:: Qué se pide ::
- a) Traduce al inglés esta oración del texto fuente: «Pero sí sé que son un símbolo de todo lo que no funciona, de todo lo que está por hacer.»
- b) Indica si cada afirmación concuerda con el texto fuente y responde sí o no, citando textualmente las palabras que lo deciden: (i) la alcaldesa y su equipo siempre tienen excusa ante las críticas; (ii) poner orden en la seguridad es competencia municipal; (iii) la primera autoridad de la ciudad es menos importante que la mayoría de los presidentes autonómicos.
- c) Reproduce sin cambios el fragmento del texto fuente que comienza con las palabras que contienen "Pero si así" y termina con "pobre Barcelona ocupada.".

───── Texto fuente

No sé quién se sentará en esos bloques de piedra sin respaldo (imagino que sustitutos de unos bancos que ya han sido sustraídos a golpe de sierra de lugares diversos) cuando llegue el frío, ni qué otro sentido que obstaculizar las vías de circulación han tenido quienes nos gobiernan, esos que no padecen ninguna de sus inconveniencias porque el coche oficial pasa por donde quiere. Pero sí sé que son un símbolo de todo lo que no funciona, de todo lo que está por hacer.

Por supuesto cada vez que alguien critica alguna de las desgracias que se han ido acumulando, la alcaldesa y su equipo siempre tienen excusa. Lo que se les reclama no lo pueden hacer (tampoco querrían en algunos casos, como el de facilitar el desalojo de las mafias de ocupas que crecen a ritmo del boca a oreja). No es competencia municipal poner orden en la seguridad, porque no lo es hacer las leyes para poder limitar los derechos de los delincuentes, pero la primera autoridad de una ciudad como esta es más importante que la mayor parte de los presidentes autonómicos. ¿No tiene nada que decir, en persona y en voz alta? ¿Tampoco evitar que la suciedad o el deterioro del mobiliario urbano se conviertan en el nivel cero de la delincuencia?

Pero si así es, si no pueden, ¿por qué no lo dejan en manos de otros? Sí, el problema es que tampoco sabemos dónde están los otros, y si, quizá, como ella antes de ser alcaldesa, prometerán arreglarlo todo sin tener el menor sentido de lo que significa un modelo de ciudad. Aquí sí que la dimensión importa. Les queda grande esta pobre Barcelona ocupada.

──────────
───── Datos mostrados

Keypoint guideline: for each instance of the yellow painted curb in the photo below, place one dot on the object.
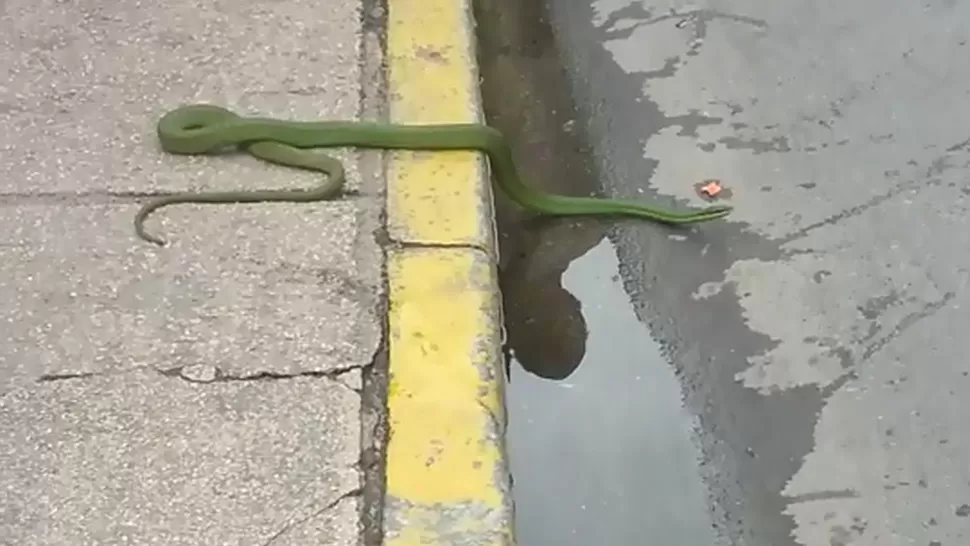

──────────

:: Respuestas por tarea ::
- a) But I do know that they are a symbol of everything that doesn't work, of everything that remains to be done.

- b)
(i) Sí: «la alcaldesa y su equipo siempre tienen excusa».
(ii) No: «No es competencia municipal poner orden en la seguridad».
(iii) No: «es más importante que la mayor parte de los presidentes autonómicos».

- c)
Pero si así es, si no pueden, ¿por qué no lo dejan en manos de otros? Sí, el problema es que tampoco sabemos dónde están los otros, y si, quizá, como ella antes de ser alcaldesa, prometerán arreglarlo todo sin tener el menor sentido de lo que significa un modelo de ciudad. Aquí sí que la dimensión importa. Les queda grande esta pobre Barcelona ocupada.